____ SOURCE TEXT

Children of an alien God
by Marcus Chown
Could intelligent "angels" have created our universe?
Our Universe may have been created by superior beings in another universe, according to a physicist in the US. If he is correct, it may finally explain what Albert Einstein called the most incomprehensible thing about the universe: the fact that it is comprehensible to human beings.
Edward Harrison of the University of Massachusetts came to this astonishing conclusion after attempting to explain one of the great puzzles of science: why the "fundamental constants" of nature appear to be "fine-tuned" for the emergence of life. A good example, he says, is the gravitational constant, which governs the strength of gravity. "If it were slightly smaller, stars like the sun would not shine," says Harrison. "However, if it were slightly stronger, stars would burn their fuel and go out before there was time for biological evolution on any planets."
"Conventional physics completely fails to explain this example of fine-tuning or many others," says Harrison. "However, it is possible to explain them if the universe has actually been designed at a fundamental level for the benefit of life."
This is not to say that Harrison believes in the necessity of a Creator. Instead, he proposes that intelligent life itself creates new "offspring" universes where conditions are just right for life. In each offspring universe, life then evolves to a high level of intelligence and in turn creates more offspring universes.
If you think this sounds like pure science fiction, you would be wrong. "We already have a mathematical blueprint for how to make new universes," says Harrison. The blueprint is the creation of our own universe. According to grand unified theories, which attempt to show that the fundamental forces of nature are merely facets of a single "superforce", the universe was created when a super-dense "seed" of matter triggered a runaway expansion of space. During this split-second phase of "inflation", the matter to make countless stars and galaxies was conjured out of the empty vacuum itself. The universe, as proponents of inflation are fond of saying, was "the ultimate free lunch".
Harrison says it would only be necessary to recreate the precise conditions that triggered inflation in our own universe in order to spawn a new universe. Alan Guth of the Massachusetts Institute of Technology has suggested a way to do it using a 10kg mini black hole. Its super-dense interior would be the seed that would immediately inflate, not in our universe, but in a space-time connected to our own by the "umbilical cord" of the black hole. The cord would snap when the black hole "evaporated" and a new baby universe would be born.
Harrison says the precise details of universe creation do not matter. "The important thing is that if beings of our limited intelligence can dream up wild yet seemingly plausible schemes for making universes then beings of much higher intelligence might know exactly how to do it."

________
____ RECORDS

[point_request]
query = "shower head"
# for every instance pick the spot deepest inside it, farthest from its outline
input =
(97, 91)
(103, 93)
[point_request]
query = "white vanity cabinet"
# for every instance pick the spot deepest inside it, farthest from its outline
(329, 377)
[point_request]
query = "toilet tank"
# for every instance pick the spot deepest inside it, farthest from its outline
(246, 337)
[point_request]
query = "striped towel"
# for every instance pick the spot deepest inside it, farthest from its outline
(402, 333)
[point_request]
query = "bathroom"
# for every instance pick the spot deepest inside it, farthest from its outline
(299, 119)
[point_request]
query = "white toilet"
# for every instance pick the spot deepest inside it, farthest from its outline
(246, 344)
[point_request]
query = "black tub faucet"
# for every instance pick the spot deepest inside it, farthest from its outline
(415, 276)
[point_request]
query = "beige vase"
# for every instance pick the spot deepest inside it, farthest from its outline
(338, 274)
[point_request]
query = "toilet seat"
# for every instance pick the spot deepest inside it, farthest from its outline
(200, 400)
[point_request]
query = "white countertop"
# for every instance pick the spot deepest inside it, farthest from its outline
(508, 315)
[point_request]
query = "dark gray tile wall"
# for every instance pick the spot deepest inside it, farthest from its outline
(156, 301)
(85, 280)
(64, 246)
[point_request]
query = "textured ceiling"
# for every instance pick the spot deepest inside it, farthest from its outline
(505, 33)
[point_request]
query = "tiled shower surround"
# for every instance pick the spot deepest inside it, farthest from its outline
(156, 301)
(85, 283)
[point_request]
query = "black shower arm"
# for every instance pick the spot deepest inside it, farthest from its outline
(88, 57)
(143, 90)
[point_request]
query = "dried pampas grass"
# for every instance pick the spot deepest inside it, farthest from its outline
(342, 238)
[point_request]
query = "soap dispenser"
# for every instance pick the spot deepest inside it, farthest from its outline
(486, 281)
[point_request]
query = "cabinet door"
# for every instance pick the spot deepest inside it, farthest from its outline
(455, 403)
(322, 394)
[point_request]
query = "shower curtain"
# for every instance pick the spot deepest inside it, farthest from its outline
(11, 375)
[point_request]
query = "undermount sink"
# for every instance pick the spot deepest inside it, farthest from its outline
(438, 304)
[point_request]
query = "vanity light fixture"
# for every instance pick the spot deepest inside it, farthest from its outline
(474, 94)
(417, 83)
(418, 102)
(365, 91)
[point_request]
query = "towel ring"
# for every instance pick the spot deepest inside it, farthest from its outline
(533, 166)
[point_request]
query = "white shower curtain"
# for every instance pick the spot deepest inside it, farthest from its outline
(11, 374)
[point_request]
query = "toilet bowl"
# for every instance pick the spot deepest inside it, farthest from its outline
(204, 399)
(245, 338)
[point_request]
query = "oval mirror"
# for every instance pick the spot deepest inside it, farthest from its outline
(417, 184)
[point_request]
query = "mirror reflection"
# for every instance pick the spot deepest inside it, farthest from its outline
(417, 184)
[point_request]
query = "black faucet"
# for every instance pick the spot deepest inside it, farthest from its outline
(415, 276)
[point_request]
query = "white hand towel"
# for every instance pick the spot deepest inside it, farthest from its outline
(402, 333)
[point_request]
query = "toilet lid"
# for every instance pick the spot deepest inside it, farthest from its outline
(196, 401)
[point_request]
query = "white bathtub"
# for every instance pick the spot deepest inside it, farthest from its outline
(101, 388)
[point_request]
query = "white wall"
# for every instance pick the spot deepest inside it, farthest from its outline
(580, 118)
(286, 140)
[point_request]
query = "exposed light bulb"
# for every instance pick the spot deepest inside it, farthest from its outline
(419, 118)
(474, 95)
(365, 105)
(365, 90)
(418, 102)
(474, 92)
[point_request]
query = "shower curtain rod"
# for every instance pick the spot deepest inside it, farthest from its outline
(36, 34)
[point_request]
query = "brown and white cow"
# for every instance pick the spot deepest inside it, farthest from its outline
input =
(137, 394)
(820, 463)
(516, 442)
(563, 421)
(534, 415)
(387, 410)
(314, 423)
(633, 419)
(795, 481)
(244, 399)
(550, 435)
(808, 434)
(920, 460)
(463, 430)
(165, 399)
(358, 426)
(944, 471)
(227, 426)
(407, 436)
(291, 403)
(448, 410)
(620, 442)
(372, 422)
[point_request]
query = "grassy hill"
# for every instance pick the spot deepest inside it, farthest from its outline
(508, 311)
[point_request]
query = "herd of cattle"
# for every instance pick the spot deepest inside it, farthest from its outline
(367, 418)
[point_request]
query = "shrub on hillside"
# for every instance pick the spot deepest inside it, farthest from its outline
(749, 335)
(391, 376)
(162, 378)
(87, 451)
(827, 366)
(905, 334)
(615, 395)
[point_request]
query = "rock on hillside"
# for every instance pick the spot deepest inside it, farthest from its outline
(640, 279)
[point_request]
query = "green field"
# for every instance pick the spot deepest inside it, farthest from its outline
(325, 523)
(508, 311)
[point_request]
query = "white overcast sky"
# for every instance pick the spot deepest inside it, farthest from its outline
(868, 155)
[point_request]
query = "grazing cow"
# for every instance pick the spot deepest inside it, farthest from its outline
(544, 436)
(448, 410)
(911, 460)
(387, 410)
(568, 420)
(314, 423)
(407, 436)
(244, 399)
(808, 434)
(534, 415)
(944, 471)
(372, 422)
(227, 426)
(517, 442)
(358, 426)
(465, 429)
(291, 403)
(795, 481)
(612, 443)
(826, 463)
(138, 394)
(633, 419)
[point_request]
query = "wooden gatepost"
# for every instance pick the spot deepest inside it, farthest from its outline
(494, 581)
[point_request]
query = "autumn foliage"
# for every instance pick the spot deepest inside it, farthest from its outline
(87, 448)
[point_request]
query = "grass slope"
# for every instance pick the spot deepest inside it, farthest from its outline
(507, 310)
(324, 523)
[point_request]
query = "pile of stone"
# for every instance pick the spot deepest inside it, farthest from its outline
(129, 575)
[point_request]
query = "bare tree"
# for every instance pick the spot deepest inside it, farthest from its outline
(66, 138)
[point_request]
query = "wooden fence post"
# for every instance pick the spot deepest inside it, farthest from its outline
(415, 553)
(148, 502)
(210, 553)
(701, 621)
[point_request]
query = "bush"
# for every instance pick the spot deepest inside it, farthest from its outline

________

WHAT TO DO -
[A] Decide whether each statement agrees with the article on offspring universes. For each, answer yes or no and quote the words from the article that decide it. (i) Harrison says that if the gravitational constant were slightly stronger, stars like the sun would not shine. (ii) A 10kg mini black hole has been suggested as a way to spawn a new universe. (iii) Harrison believes a Creator is necessary.
[B] Extend the article on offspring universes, starting after its last sentence.

RESULTS IN ORDER -
[A]
(i) No: "If it were slightly smaller, stars like the sun would not shine"
(ii) Yes: "Alan Guth of the Massachusetts Institute of Technology has suggested a way to do it using a 10kg mini black hole."
(iii) No: "This is not to say that Harrison believes in the necessity of a Creator."

[B]
The key feature of any offspring universe is that it inherits fundamental constants similar to those of its parent. This immediately explains why our universe is fine-tuned for life.
Until now, argues Harrison, only two explanations have been advanced for why the universe is set up for life. There is the "anthropic principle", which maintains that we exist because the universe is that way; if it were different we would not be around to comment on it. "What is so unappealing about the anthropic principle is that it requires there to be countless lifeless universes," says Harrison. "I consider that waste on a truly cosmic scale." The alternative explanation is that our universe was designed by a Creator, a point of view accepted by many people - including scientists. "Unfortunately," this explanation terminates scientific enquiry," says Harrison.
Harrison's theory of the "natural selection of universes" may offer a third view. "The creation of the universe drops out of the religious sphere and becomes a subject amenable to scientific investigation," he says.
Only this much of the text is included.